[Linux-cluster] totem token & post_fail_delay question

Tue Aug 26 08:23:14 UTC 2014

On 26/08/14 07:56, Vasil Valchev wrote:
> Hello,
>
> I have a cluster that sometimes has intermittent network issues on the
> heartbeat network.
> Unfortunately improving the network is not an option, so I am looking
> for a way to tolerate longer interruptions.
>
> Previously it seemed to me the post_fail_delay option is suitable, but
> after some research it might not be what I am looking for.
>
> If I am correct, when a member leaves (due to token timeout) the cluster
> will wait the post_fail_delay before fencing. If the member rejoins
> before that, it will still be fenced, because it has previous state?
>  From a recent fencing on this cluster there is a strange message:
>
> Aug 24 06:20:45 node2 openais[29048]: [MAIN ] Not killing node node1cl
> despite it rejoining the cluster with existing state, it has a lower node ID
>
> What does this mean?
>

It's an attempt by cman to sort out which node to kill in the situation 
where a node rejoins too quickly. If both nodes try to send a 'kill' 
message then then both nodes would leave the cluster leaving you with no 
active nodes. So cman (and fencing) prioritise the node with the lowest 
nodeID in an attempt at a tie-break. you should see a corresponding 
message on the other node:
"Killing node %s because it has rejoined the cluster with existing state 
and has higher node ID"

> And lastly is increasing the totem token timeout the way to go?
>

if there is no option for improving the network situation then, yes, 
increasing token timeout is probably your best option.

Chrissie

Direction: In the cluster mailing-list thread, what is called probably the best option when the network situation cannot be improved?

Listed entries:

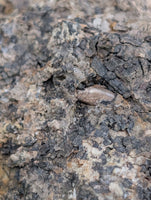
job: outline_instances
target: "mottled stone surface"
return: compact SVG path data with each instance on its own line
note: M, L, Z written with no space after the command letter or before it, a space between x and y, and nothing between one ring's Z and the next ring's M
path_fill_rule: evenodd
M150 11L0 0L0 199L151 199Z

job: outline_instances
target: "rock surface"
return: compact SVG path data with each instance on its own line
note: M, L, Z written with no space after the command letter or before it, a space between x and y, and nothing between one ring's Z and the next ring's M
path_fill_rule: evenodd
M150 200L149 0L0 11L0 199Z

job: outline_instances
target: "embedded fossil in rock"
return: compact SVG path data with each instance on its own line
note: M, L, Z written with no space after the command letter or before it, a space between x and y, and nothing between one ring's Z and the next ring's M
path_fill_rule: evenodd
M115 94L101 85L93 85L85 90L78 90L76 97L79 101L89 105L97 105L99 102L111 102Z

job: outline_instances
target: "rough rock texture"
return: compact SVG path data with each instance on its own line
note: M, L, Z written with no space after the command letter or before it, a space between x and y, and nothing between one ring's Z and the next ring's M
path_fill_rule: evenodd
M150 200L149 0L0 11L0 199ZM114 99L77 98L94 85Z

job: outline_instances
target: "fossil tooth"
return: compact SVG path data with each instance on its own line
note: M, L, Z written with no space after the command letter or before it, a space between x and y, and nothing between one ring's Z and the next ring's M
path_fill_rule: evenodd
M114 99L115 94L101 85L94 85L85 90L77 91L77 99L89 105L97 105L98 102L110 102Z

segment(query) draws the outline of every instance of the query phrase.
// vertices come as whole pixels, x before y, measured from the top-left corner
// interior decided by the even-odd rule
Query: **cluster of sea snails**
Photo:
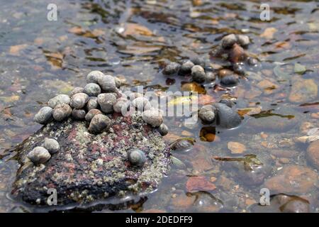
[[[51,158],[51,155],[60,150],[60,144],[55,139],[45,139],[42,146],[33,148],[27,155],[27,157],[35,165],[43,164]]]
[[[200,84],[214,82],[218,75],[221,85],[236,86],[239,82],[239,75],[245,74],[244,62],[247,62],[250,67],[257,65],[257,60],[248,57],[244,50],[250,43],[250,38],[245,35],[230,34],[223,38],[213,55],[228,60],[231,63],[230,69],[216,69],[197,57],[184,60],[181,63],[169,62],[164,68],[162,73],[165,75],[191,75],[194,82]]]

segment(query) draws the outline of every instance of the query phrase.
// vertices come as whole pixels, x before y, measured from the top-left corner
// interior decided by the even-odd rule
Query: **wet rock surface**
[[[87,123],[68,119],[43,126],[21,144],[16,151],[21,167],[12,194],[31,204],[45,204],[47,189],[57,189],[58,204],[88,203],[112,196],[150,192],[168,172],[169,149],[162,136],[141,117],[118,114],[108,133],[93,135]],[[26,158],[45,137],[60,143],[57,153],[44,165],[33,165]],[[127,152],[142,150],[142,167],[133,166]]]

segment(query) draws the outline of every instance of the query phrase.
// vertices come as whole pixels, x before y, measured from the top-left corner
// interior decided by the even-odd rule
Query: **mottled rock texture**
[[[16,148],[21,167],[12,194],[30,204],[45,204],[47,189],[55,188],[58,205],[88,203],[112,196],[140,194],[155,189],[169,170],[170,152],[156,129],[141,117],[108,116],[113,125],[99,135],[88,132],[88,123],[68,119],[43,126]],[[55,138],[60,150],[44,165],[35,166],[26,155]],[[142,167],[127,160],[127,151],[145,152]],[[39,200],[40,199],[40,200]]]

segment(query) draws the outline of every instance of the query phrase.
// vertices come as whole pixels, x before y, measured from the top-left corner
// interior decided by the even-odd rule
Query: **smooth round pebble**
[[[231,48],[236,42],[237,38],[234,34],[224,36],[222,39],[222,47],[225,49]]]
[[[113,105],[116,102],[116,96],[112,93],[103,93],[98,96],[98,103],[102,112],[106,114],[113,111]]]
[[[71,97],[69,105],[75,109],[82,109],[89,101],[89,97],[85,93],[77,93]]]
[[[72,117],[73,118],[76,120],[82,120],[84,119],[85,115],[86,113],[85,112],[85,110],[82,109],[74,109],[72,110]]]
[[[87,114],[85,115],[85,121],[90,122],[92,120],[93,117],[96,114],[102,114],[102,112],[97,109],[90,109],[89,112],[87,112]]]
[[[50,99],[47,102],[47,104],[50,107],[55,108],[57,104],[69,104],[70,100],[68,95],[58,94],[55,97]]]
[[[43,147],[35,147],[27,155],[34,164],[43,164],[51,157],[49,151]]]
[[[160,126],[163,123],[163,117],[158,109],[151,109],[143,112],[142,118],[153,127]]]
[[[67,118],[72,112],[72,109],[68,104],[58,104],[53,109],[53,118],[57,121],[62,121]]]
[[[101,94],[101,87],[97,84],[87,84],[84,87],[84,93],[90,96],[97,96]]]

Solution: Increasing the token timeout.